- _Problem statement_:
Quote each of the items below word for word, line by line, with no changes.
### Supplied entries ###
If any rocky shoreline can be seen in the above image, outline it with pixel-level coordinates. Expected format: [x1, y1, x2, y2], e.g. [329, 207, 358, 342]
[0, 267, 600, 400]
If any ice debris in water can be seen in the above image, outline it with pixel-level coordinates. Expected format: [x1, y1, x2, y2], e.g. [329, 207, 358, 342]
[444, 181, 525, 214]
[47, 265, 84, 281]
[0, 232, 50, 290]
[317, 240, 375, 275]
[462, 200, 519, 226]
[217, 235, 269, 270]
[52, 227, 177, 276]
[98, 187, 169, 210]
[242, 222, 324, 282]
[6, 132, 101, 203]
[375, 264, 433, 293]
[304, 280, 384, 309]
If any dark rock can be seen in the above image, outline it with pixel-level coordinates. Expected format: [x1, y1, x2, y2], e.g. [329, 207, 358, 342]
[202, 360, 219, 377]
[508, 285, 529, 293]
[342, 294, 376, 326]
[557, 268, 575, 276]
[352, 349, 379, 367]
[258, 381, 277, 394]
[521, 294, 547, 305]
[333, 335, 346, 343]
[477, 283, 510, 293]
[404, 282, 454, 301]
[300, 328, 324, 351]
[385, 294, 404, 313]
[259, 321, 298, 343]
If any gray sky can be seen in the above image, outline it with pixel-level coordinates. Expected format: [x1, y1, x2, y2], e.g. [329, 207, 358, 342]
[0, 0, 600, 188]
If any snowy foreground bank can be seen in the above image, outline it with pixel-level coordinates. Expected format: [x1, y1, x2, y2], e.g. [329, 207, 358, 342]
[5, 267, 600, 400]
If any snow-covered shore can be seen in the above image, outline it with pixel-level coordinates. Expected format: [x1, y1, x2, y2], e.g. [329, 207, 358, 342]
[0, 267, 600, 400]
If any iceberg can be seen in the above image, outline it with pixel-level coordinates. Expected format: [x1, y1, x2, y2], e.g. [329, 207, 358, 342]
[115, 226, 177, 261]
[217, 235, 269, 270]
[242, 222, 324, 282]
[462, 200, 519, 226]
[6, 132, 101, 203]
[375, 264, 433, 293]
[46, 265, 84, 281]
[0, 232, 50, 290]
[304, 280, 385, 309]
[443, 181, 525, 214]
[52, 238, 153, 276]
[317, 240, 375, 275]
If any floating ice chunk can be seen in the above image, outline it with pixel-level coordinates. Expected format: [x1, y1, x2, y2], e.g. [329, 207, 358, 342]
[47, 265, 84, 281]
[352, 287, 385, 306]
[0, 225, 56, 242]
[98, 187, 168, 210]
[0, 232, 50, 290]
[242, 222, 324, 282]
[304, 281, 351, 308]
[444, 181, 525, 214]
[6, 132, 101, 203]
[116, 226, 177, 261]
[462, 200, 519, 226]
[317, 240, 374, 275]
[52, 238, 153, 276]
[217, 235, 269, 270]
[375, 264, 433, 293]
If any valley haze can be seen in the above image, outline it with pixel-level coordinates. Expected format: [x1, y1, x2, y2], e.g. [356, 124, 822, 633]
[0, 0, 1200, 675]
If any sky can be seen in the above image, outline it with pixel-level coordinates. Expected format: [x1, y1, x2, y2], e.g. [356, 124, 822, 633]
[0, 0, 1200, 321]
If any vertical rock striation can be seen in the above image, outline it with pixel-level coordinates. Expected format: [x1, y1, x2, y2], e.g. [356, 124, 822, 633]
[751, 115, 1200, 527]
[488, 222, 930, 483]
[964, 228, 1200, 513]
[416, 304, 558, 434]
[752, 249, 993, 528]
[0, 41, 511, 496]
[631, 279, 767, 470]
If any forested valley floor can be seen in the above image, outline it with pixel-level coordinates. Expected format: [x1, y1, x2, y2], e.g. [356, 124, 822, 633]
###
- _Output of the exercise_:
If any rocky shoreline can be seen in the above image, outline it with pixel-level coordinates. Expected format: [x1, y1, x2, y2], e.g. [329, 207, 358, 342]
[0, 267, 600, 400]
If any ice debris in water can be seen in the above image, outline it with pixel-level coordinates. Expected format: [x1, y1, x2, y2], e.g. [329, 207, 358, 342]
[444, 181, 525, 214]
[47, 265, 84, 281]
[0, 232, 50, 290]
[317, 240, 375, 275]
[462, 200, 519, 226]
[217, 235, 269, 270]
[52, 227, 177, 276]
[98, 187, 169, 210]
[242, 222, 324, 282]
[6, 132, 101, 203]
[375, 264, 433, 293]
[304, 280, 384, 309]
If any dark rock can be seen in the above image, outline it with pixel-level coordinates. Expected format: [x1, y1, x2, y2], e.g. [329, 207, 358, 342]
[202, 360, 219, 377]
[508, 285, 529, 293]
[342, 294, 376, 326]
[557, 268, 575, 276]
[352, 349, 379, 367]
[258, 381, 277, 394]
[521, 294, 547, 305]
[333, 335, 346, 343]
[477, 283, 510, 293]
[404, 282, 454, 301]
[300, 328, 324, 351]
[385, 294, 404, 313]
[259, 321, 298, 343]
If any gray sky can be seen in the above image, outline it with pixel-level coordinates. Expected format: [x1, y1, x2, y2], e.g. [329, 207, 358, 342]
[0, 0, 600, 188]
If any snowy foreground bank can be seen in the above image, outline it with pixel-level coordinates. Expected format: [x1, y1, x2, y2], e.g. [329, 207, 358, 342]
[5, 267, 600, 400]
If any snow-covered shore can be seen in the above image, outline it with pixel-level coordinates. Expected format: [x1, y1, x2, y2], e.g. [329, 207, 358, 342]
[0, 267, 600, 400]
If any iceberg can be seen in the above image, outline it with pixel-level coordinates. Expected format: [x1, y1, x2, y2], e.g. [329, 207, 358, 342]
[115, 226, 177, 261]
[217, 235, 269, 270]
[242, 222, 324, 282]
[462, 200, 519, 226]
[6, 132, 101, 203]
[375, 264, 433, 293]
[46, 265, 84, 281]
[0, 232, 50, 290]
[304, 280, 385, 309]
[443, 181, 525, 214]
[52, 238, 153, 276]
[317, 240, 375, 275]
If any floating ice chunk can be seen in the above image, outline it with pixel-level coordinates. Expected format: [x1, y1, x2, y2], e.g. [329, 207, 358, 342]
[47, 265, 84, 281]
[352, 287, 385, 306]
[0, 225, 56, 242]
[98, 187, 168, 210]
[0, 232, 50, 290]
[242, 222, 324, 282]
[304, 281, 351, 308]
[444, 181, 525, 214]
[6, 132, 101, 203]
[116, 226, 177, 261]
[462, 200, 519, 226]
[317, 240, 374, 275]
[52, 238, 153, 276]
[217, 235, 269, 270]
[375, 264, 433, 293]
If any valley haze can be seen in the above image, outline it with pixel-level coordinates. Expected format: [x1, y1, x2, y2], e.g. [356, 124, 822, 633]
[0, 0, 1200, 675]
If any sky can be seen in the above image, outline it with pixel-level coordinates. Expected format: [x1, y1, x2, y2], e.g. [356, 124, 822, 633]
[0, 0, 1200, 321]
If any vertical rock striation can be seen in the above image, outline it with pixel-level coordinates. Expected format: [x1, y1, x2, y2], e.g. [356, 124, 822, 633]
[751, 115, 1200, 527]
[488, 222, 930, 483]
[964, 228, 1200, 513]
[416, 304, 558, 434]
[752, 249, 993, 528]
[0, 41, 511, 496]
[631, 279, 767, 470]
If any forested valley floor can be seen in the above image, outline it with pixel-level coordinates. Expected format: [x1, y1, x2, y2], e.g. [356, 124, 822, 633]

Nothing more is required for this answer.